• _To be done_
Write out, word for word, the lines below from the one containing "-- sample [253,79]." through the end of the records, inclusive.

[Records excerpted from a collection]
##############################

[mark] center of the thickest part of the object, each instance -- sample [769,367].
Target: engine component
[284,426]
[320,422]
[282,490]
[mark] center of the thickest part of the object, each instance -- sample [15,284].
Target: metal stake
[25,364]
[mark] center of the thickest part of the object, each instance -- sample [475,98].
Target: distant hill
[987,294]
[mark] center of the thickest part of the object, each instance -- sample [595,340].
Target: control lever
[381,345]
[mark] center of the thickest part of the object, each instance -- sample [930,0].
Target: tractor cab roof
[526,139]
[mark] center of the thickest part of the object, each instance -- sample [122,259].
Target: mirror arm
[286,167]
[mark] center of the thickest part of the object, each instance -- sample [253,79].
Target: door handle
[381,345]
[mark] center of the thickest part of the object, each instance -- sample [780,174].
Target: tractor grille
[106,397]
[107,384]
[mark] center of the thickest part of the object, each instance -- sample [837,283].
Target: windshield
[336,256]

##############################

• _Answer below_
[mark] center of the thickest part of the object, each instance -- sample [253,79].
Target: door handle
[381,345]
[mark] center of the thickest part of the object, each instance -- sample [780,174].
Target: tractor grille
[106,397]
[107,384]
[mark] center of the thickest part of the object, each instance -- sample [837,283].
Target: windshield
[336,256]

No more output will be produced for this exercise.